━━ EXTRACTED MATERIAL ━━
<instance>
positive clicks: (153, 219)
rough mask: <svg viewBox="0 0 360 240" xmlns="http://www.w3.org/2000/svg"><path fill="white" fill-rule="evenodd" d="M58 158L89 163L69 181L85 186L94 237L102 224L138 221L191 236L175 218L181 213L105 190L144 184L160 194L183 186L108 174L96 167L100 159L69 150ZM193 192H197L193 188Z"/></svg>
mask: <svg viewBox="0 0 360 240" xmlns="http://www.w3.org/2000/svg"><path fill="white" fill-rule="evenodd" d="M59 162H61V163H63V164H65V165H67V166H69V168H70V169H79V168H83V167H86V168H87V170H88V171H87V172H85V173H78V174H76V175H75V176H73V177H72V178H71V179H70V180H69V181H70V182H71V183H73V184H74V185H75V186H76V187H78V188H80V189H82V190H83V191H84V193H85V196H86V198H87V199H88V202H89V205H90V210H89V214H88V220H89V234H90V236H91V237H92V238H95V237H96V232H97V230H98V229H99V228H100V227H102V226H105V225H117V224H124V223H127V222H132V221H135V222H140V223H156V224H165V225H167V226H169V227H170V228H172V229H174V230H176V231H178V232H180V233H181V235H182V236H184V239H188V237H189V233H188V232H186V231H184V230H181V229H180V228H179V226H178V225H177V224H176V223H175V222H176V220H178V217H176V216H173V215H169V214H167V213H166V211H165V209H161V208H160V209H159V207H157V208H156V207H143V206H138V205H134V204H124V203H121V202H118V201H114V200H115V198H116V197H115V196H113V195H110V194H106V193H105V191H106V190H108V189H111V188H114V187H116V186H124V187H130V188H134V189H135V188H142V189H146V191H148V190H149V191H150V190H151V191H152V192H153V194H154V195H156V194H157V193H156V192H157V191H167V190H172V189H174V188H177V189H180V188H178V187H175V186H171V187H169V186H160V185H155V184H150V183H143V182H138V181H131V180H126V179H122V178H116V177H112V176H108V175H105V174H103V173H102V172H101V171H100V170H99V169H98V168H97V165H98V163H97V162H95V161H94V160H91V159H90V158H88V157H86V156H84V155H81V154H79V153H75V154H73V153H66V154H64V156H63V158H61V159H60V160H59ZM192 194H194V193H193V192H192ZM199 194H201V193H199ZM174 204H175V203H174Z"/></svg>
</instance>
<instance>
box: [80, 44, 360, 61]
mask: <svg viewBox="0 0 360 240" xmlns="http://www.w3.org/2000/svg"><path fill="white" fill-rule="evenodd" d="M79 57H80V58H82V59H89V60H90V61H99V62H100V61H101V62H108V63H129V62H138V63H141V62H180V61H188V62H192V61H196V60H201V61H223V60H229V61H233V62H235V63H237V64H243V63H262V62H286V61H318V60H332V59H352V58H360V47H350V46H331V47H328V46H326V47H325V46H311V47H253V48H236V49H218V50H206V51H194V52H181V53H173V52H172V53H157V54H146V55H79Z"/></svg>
━━━
TASK BRIEF: Reproduce all of the rows above, switching "rough mask" to "coarse mask" and leaving everything else unchanged.

SOLUTION FOR THIS TASK:
<instance>
positive clicks: (153, 219)
coarse mask: <svg viewBox="0 0 360 240" xmlns="http://www.w3.org/2000/svg"><path fill="white" fill-rule="evenodd" d="M58 158L89 163L69 181L85 186L94 237L102 224L138 221L191 236L175 218L181 213L105 190L144 184L160 194L183 186L108 174L96 167L100 159L69 150ZM193 192H197L193 188Z"/></svg>
mask: <svg viewBox="0 0 360 240" xmlns="http://www.w3.org/2000/svg"><path fill="white" fill-rule="evenodd" d="M59 162H61V163H63V164H65V165H67V166H69V168H70V169H79V168H83V167H86V168H87V170H88V171H87V172H85V173H78V174H76V175H75V176H73V177H72V178H71V179H70V180H69V181H70V182H71V183H73V184H74V185H75V186H76V187H78V188H80V189H82V190H83V191H84V193H85V196H86V198H87V199H88V202H89V205H90V210H89V214H88V220H89V234H90V236H91V237H92V238H95V237H96V232H97V230H98V229H99V228H100V227H102V226H105V225H117V224H124V223H127V222H132V221H135V222H140V223H156V224H165V225H167V226H169V227H170V228H172V229H174V230H176V231H178V232H180V233H181V235H182V236H184V239H188V237H189V233H188V232H186V231H184V230H181V229H180V228H179V226H178V225H177V224H176V223H175V222H176V220H178V217H176V216H173V215H169V214H167V213H166V211H165V209H161V208H160V209H159V207H157V208H156V207H143V206H138V205H134V204H124V203H121V202H118V201H114V200H115V198H116V197H115V196H113V195H110V194H106V193H105V191H106V190H108V189H111V188H114V187H116V186H124V187H130V188H134V189H135V188H142V189H146V191H148V190H149V191H150V190H151V191H152V192H153V194H154V195H156V194H157V193H156V192H157V191H167V190H172V189H174V188H177V189H180V188H178V187H175V186H171V187H169V186H160V185H155V184H150V183H143V182H138V181H131V180H126V179H122V178H116V177H112V176H108V175H105V174H103V173H102V172H101V171H100V170H99V169H98V168H97V165H98V163H97V162H95V161H94V160H91V159H90V158H88V157H86V156H84V155H81V154H79V153H75V154H73V153H66V154H64V156H63V158H61V159H60V160H59ZM192 194H194V193H193V192H192ZM199 194H201V193H199ZM174 204H175V203H174Z"/></svg>
</instance>
<instance>
box: [80, 44, 360, 61]
mask: <svg viewBox="0 0 360 240" xmlns="http://www.w3.org/2000/svg"><path fill="white" fill-rule="evenodd" d="M79 57H80V58H82V59H89V60H90V61H99V62H100V61H101V62H108V63H129V62H138V63H141V62H180V61H188V62H192V61H196V60H201V61H223V60H229V61H233V62H235V63H237V64H243V63H262V62H286V61H318V60H332V59H352V58H360V47H350V46H331V47H328V46H326V47H325V46H311V47H253V48H236V49H218V50H206V51H194V52H181V53H173V52H172V53H157V54H146V55H79Z"/></svg>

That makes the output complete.